[Referring expression pointing data]
----

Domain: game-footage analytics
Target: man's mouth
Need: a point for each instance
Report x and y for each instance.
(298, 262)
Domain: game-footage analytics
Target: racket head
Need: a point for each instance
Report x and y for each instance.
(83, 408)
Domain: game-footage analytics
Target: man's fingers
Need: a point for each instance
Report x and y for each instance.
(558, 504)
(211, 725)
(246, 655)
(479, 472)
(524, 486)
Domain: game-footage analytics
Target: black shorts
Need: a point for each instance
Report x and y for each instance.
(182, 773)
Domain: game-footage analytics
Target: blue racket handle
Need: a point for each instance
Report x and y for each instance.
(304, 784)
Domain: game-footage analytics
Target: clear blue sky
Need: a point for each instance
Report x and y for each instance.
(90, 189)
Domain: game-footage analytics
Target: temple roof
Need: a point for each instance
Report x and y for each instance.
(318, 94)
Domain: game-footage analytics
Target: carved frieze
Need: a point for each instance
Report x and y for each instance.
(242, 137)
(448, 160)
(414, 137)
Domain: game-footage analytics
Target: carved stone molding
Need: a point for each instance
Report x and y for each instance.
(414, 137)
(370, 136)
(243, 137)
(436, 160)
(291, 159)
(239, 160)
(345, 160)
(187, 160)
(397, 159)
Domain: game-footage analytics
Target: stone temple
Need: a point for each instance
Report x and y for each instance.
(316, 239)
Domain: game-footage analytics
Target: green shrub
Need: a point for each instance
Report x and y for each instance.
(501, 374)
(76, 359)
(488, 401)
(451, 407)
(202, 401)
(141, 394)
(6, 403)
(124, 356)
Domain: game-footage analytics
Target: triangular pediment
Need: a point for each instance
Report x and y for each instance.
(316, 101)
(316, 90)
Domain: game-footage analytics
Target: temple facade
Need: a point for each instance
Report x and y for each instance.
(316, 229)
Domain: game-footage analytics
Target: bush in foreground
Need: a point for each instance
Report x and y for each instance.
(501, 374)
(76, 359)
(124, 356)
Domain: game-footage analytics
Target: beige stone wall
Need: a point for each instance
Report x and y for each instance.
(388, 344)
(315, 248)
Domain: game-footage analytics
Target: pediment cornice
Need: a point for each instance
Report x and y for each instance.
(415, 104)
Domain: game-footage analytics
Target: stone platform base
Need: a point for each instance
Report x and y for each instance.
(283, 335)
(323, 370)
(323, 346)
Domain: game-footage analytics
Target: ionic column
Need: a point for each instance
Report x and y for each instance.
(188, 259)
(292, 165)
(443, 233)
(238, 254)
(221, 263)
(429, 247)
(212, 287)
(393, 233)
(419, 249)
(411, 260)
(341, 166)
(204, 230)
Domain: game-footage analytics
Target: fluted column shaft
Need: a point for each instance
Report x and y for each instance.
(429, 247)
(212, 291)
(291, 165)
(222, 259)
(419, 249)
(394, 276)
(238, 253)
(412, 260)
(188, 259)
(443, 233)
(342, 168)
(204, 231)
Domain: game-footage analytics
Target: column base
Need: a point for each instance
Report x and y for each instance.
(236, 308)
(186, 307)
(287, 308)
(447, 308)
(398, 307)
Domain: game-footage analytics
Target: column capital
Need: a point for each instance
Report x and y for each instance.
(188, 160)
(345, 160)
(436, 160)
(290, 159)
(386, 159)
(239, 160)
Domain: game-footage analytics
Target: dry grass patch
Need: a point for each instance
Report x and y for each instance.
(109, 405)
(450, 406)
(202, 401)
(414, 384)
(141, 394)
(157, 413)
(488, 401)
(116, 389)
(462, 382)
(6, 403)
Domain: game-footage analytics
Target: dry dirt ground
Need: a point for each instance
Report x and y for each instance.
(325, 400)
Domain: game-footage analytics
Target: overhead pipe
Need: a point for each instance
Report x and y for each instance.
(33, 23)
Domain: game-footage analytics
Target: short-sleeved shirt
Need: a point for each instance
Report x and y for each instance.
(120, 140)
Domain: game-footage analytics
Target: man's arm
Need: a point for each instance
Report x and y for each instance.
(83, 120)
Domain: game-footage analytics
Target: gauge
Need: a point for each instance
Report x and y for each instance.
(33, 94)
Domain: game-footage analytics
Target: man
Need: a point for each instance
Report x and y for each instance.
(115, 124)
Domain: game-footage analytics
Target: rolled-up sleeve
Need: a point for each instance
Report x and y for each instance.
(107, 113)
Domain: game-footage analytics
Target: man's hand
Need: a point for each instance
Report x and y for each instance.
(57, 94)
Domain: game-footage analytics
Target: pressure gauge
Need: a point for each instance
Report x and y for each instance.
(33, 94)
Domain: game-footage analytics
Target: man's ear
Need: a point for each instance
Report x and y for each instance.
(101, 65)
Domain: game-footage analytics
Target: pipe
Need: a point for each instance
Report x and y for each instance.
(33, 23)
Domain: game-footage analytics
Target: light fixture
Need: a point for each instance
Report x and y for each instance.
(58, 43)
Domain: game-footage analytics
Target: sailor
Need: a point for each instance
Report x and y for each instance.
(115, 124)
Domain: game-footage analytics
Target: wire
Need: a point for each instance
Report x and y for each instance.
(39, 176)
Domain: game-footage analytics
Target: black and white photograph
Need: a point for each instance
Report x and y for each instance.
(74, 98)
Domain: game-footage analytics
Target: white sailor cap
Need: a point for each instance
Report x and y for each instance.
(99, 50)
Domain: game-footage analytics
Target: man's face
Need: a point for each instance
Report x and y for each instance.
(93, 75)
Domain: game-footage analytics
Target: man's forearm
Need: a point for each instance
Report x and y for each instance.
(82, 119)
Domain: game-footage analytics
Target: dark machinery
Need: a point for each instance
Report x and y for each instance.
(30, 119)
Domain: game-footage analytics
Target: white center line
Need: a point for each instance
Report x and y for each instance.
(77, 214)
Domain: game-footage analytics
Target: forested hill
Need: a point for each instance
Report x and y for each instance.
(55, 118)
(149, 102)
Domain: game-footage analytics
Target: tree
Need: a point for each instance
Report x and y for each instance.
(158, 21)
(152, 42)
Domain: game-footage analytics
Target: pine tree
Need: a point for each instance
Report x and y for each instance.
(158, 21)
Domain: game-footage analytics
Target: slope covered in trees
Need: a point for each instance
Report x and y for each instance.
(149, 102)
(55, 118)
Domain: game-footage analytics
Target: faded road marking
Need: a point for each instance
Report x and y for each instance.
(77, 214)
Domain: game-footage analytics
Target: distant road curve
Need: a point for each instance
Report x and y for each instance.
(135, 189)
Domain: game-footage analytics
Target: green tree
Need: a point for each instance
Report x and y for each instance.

----

__Try it__
The exercise is to copy out every line above that has the word "column" in it.

__Exercise answer__
Target: ionic column
Target: fluted column shaft
Target: column base
Target: column capital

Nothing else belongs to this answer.